=== Brief ===
Could you retype the entries below exactly, omitting every picture?

=== Supplied records ===
——————————
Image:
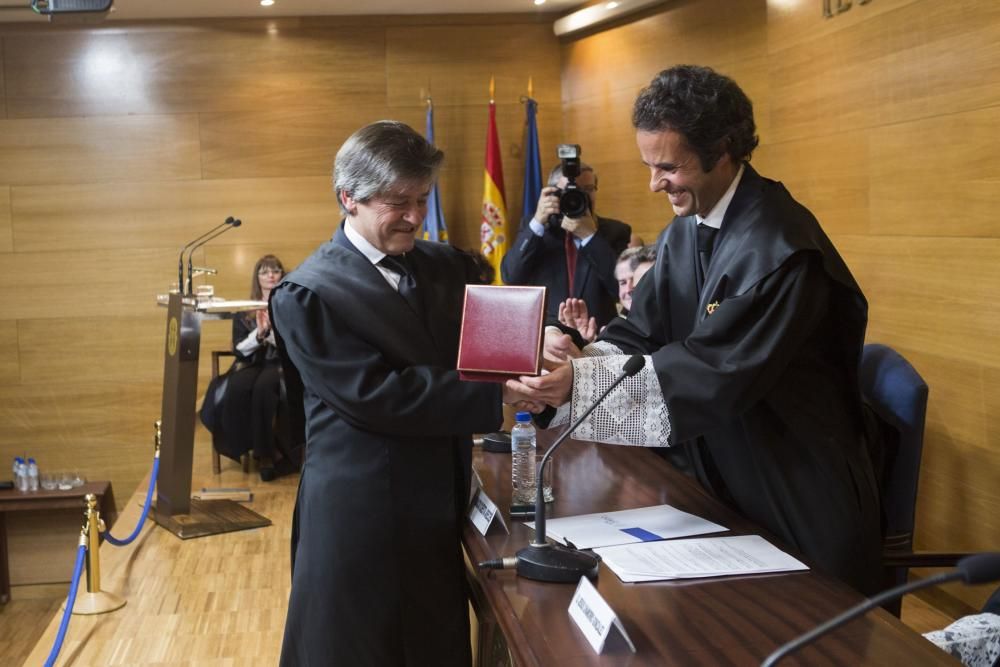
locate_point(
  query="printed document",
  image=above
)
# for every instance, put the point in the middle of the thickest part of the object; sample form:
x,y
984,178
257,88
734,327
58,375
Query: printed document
x,y
646,524
700,557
——————————
=== Written answer ===
Image:
locate_point(
  query="printed document",
  image=above
)
# for every instance, put the point in the middle of the thickest part of the object; sample form:
x,y
984,178
257,88
734,327
58,375
Query: printed document
x,y
646,524
700,557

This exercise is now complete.